* The input:
START
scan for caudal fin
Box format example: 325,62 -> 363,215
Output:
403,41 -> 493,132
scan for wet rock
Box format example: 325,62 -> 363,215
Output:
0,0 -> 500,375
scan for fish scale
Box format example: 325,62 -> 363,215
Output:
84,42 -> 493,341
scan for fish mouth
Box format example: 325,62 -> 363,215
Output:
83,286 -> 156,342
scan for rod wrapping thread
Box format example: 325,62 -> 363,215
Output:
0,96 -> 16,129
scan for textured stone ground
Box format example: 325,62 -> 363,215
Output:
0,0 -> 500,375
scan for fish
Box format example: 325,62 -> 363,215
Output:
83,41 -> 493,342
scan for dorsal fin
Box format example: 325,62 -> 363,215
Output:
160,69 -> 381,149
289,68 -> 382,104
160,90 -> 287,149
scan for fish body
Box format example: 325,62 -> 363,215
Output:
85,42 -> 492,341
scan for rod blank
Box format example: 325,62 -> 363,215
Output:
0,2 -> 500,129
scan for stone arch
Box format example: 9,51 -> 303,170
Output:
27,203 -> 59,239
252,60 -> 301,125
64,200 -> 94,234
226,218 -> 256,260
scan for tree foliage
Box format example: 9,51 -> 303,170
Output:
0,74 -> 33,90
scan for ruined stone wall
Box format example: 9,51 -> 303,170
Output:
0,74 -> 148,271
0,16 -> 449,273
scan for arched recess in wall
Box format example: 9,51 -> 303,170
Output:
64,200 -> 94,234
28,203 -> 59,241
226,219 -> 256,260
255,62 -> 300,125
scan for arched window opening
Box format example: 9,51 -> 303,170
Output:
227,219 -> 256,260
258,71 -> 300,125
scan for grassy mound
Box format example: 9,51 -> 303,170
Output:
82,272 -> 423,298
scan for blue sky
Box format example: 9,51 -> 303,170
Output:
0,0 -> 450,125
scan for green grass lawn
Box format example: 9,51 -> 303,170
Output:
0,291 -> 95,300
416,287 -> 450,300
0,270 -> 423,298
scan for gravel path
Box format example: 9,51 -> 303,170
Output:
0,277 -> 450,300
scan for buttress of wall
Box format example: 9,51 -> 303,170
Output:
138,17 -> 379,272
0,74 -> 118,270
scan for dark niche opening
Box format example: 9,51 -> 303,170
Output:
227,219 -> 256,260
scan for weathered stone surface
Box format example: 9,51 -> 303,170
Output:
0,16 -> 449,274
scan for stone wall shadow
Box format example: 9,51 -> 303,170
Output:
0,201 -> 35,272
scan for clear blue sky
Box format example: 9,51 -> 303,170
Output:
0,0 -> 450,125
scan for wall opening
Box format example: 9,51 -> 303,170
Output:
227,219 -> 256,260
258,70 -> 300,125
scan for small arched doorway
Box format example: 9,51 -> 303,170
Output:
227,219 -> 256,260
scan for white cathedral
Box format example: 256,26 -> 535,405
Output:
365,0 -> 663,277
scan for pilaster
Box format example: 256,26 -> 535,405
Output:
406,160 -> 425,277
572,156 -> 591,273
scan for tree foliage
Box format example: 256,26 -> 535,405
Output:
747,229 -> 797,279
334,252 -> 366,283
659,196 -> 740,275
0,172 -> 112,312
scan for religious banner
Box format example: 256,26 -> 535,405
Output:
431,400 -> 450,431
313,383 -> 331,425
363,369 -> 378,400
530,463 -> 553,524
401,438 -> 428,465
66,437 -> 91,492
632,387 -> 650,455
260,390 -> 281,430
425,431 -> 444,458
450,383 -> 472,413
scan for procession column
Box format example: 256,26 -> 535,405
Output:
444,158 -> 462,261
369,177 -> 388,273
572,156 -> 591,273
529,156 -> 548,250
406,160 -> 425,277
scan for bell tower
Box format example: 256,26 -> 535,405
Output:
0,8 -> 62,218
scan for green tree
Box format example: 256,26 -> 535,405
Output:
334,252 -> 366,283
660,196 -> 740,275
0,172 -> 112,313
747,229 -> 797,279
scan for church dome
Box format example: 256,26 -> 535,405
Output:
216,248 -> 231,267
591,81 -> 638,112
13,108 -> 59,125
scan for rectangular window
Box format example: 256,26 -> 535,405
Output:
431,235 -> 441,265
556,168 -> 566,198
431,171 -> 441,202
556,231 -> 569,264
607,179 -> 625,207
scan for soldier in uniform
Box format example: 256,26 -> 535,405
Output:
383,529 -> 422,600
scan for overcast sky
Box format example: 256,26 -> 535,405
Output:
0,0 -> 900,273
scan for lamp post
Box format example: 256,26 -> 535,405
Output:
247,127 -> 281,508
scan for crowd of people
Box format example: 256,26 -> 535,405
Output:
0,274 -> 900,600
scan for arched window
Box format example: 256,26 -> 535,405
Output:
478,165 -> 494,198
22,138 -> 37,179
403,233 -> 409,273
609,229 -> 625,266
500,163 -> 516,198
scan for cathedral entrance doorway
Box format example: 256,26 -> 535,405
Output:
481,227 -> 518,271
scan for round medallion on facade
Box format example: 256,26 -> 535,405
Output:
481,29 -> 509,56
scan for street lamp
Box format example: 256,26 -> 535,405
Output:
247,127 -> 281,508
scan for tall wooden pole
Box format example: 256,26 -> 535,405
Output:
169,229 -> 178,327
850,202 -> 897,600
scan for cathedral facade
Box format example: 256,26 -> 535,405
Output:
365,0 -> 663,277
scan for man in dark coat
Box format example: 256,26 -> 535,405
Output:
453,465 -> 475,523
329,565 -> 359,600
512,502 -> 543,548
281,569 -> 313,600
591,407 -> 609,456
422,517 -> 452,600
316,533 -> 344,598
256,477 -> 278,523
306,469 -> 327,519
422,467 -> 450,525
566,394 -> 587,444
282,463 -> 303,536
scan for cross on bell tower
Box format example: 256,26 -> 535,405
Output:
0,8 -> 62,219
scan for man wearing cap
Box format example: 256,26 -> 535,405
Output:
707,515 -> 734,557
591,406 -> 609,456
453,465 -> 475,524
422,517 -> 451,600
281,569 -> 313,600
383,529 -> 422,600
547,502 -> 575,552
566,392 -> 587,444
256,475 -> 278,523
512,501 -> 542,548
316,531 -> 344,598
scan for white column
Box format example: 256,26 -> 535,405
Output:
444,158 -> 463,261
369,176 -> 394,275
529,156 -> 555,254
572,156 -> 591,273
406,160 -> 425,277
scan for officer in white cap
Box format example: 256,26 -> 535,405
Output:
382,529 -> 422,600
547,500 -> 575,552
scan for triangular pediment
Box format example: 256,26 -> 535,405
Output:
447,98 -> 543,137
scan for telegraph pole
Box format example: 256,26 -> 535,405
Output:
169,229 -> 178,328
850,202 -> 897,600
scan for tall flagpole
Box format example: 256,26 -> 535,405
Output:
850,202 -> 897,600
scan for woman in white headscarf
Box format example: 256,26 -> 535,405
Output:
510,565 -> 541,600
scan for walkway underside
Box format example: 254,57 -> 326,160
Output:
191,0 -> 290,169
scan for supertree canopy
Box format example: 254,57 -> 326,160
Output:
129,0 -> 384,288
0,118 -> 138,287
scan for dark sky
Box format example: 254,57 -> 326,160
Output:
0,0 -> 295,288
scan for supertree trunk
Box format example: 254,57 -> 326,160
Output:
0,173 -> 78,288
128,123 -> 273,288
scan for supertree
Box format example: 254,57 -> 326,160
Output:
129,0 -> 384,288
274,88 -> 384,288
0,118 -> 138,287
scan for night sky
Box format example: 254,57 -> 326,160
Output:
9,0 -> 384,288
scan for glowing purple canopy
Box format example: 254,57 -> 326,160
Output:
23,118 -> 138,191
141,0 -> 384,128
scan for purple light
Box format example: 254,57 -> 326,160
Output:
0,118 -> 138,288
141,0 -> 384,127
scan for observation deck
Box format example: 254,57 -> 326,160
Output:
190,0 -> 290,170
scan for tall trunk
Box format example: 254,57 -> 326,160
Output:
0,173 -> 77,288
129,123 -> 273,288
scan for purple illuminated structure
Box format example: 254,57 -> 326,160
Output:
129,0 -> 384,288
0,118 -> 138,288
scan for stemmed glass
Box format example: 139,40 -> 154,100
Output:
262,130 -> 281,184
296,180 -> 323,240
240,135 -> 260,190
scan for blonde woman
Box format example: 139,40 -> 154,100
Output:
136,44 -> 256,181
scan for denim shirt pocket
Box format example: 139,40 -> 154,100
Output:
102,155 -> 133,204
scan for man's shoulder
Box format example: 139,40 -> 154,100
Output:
END
* Work instructions: Repeat the entries above word for word, from the line with "scan for observation deck" up to and including the line with "129,123 -> 273,288".

* Reply to the task:
scan for observation deck
Box format example: 254,57 -> 326,160
Output:
190,0 -> 290,170
scan for tall trunk
Box format example: 254,57 -> 326,160
Output:
0,173 -> 77,288
129,123 -> 273,288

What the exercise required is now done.